# EXERCISE REQUIREMENTS:
Echo verbatim the records from the line containing "234, row 349." to the line containing "column 161, row 467", both lines included, and output nothing else.

+++ SOURCE RECORDS +++

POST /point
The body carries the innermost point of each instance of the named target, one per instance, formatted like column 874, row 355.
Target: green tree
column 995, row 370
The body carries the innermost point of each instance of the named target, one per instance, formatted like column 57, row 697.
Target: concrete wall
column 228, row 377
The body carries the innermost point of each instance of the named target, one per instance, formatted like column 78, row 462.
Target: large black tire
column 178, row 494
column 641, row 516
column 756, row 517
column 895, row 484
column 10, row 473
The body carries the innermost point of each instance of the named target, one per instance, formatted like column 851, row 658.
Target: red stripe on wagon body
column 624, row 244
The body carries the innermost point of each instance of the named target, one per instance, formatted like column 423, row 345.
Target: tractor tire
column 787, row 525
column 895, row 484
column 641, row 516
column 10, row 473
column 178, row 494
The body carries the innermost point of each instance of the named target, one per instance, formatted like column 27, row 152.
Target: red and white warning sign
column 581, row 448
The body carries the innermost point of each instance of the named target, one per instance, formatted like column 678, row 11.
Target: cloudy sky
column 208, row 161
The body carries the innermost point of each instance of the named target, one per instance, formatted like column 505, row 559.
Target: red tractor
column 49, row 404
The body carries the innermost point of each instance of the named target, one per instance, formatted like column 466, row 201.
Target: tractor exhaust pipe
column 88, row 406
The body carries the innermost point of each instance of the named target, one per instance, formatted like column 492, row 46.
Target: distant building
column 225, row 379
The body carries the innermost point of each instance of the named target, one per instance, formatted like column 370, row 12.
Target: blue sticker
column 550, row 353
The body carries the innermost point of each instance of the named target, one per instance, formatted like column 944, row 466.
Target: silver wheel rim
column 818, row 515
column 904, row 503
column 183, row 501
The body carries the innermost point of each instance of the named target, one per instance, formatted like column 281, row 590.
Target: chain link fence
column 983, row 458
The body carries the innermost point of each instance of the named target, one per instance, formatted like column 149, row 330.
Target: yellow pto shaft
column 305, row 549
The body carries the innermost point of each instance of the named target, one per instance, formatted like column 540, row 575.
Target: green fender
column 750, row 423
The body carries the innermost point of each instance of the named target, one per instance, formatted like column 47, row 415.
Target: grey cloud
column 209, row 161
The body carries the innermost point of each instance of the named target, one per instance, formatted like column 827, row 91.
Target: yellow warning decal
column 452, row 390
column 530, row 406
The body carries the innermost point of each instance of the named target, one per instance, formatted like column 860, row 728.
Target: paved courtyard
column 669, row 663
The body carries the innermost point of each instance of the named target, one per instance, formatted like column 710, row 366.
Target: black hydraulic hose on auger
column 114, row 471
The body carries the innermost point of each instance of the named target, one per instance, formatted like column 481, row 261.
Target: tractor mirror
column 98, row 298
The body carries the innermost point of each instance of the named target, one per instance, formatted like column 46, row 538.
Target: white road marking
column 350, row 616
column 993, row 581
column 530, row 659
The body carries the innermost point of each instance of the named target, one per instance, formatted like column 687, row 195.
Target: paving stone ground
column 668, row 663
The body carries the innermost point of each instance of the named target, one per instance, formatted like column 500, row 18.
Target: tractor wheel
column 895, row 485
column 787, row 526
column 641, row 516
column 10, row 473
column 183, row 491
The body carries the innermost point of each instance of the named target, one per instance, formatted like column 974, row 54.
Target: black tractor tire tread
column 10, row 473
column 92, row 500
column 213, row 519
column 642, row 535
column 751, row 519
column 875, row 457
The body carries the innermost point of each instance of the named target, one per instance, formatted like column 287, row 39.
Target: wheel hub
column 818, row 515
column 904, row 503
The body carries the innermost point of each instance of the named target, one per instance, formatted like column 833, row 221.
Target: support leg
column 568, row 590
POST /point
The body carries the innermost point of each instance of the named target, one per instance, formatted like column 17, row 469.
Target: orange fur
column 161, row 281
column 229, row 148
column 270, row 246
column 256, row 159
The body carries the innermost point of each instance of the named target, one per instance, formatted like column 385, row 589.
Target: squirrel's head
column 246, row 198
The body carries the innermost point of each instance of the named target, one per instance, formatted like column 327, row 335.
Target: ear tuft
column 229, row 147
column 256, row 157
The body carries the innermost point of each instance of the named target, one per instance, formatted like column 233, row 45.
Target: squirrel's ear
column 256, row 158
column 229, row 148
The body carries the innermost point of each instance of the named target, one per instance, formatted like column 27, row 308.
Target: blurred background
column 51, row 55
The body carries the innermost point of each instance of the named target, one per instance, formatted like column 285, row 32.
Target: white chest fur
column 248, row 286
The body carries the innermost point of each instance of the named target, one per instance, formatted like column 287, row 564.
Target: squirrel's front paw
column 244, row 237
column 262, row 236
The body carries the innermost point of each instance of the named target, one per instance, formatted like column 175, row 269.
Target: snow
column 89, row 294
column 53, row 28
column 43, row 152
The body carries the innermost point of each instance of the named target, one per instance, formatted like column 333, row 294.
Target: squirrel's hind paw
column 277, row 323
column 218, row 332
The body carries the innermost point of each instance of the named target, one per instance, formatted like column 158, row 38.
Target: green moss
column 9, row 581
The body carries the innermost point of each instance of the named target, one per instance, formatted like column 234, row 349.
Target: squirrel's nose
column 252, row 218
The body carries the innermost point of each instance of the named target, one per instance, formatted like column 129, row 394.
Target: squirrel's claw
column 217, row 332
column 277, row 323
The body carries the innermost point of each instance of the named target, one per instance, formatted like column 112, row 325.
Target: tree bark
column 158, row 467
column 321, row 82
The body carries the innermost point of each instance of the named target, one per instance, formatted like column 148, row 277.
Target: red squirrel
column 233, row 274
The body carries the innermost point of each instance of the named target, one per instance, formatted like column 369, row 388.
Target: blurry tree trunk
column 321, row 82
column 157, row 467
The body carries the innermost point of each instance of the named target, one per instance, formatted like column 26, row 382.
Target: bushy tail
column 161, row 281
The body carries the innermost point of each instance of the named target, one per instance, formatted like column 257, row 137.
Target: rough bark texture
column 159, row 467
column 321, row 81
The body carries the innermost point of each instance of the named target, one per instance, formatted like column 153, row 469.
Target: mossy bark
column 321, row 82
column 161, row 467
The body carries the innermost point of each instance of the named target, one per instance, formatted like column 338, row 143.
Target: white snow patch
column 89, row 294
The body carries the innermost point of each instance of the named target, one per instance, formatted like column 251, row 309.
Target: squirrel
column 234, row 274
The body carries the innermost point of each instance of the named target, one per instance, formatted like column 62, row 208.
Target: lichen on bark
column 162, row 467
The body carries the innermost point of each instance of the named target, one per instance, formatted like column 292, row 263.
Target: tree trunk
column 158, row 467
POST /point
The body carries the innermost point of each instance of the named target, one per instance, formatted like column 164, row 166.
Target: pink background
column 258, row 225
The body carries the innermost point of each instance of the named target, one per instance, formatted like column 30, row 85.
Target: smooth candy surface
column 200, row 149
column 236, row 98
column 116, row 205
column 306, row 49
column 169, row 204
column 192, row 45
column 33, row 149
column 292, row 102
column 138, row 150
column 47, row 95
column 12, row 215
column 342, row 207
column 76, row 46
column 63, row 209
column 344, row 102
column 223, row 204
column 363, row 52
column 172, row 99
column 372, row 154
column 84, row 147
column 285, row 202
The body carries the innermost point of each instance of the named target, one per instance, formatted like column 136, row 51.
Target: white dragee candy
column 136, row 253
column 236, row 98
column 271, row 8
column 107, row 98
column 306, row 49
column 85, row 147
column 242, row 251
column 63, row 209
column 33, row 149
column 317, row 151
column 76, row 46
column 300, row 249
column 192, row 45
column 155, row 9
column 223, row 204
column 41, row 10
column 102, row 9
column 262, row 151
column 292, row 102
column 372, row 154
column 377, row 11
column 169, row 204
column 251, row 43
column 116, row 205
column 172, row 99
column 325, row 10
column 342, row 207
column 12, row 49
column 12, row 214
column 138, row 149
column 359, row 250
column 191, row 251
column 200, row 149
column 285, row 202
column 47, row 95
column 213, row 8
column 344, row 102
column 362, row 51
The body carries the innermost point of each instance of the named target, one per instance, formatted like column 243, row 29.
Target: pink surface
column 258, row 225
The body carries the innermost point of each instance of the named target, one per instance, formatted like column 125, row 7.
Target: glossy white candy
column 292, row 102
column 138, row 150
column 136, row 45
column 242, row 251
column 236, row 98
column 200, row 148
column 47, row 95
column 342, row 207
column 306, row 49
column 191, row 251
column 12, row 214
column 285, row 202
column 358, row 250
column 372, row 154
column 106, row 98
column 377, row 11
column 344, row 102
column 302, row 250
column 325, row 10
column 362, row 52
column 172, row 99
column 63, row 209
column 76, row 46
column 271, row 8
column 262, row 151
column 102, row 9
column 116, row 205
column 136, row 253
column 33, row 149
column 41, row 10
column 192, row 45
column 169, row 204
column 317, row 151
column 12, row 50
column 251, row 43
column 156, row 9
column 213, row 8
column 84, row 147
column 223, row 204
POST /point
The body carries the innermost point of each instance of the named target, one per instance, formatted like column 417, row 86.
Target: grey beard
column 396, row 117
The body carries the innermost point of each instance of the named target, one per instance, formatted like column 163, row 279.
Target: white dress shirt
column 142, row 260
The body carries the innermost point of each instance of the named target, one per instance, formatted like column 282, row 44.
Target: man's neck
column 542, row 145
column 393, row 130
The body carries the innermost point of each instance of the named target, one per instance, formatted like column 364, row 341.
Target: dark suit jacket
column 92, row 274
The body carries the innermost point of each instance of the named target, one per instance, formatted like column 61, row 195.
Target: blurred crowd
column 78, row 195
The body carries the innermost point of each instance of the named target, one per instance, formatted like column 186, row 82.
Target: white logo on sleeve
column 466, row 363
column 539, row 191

+++

# EXERCISE OUTPUT:
The body carries the innermost point of each instance of the named target, one per instance, formatted like column 234, row 349.
Target: squirrel's nose
column 252, row 218
The body carries the innermost point of each instance of the named target, one per instance, formatted like column 129, row 394.
Target: squirrel's claw
column 217, row 332
column 277, row 323
The body carries the innermost point of each instance of the named target, one per instance, formatted like column 112, row 325.
Target: tree bark
column 158, row 467
column 321, row 82
The body carries the innermost point of each instance of the named target, one per instance, formatted like column 148, row 277.
Target: red squirrel
column 233, row 274
The body carries the innermost point of each instance of the named target, one per instance, formatted like column 369, row 388.
Target: blurry tree trunk
column 321, row 82
column 157, row 467
The body carries the innermost point of each instance of the named target, one per instance, formatted like column 26, row 382.
Target: bushy tail
column 161, row 281
The body carries the innermost point of each instance of the named target, one per instance, formatted like column 257, row 137.
Target: rough bark texture
column 159, row 467
column 321, row 81
The body carries the innermost point of each instance of the named target, one per instance, formatted like column 153, row 469.
Target: mossy bark
column 321, row 82
column 161, row 467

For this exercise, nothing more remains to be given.